AIM OF THE TASK: Copy out the records below line for line, changing nothing.

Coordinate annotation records
--- Begin ---

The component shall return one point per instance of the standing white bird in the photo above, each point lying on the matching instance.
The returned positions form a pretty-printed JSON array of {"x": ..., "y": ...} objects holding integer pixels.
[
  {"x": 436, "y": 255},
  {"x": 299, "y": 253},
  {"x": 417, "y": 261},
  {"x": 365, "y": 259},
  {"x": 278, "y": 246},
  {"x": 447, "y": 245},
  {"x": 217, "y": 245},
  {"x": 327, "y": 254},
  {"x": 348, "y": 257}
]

--- End ---

WRITTEN RESPONSE:
The component shall return one point per instance of the standing white bird in the photo above, each point lying on the matching instance.
The returned positions form a pretty-printed JSON array of {"x": ..., "y": ...} objects holding integer pixels.
[
  {"x": 436, "y": 255},
  {"x": 299, "y": 253},
  {"x": 417, "y": 261},
  {"x": 365, "y": 259},
  {"x": 278, "y": 246},
  {"x": 447, "y": 245},
  {"x": 217, "y": 245},
  {"x": 327, "y": 254},
  {"x": 348, "y": 257}
]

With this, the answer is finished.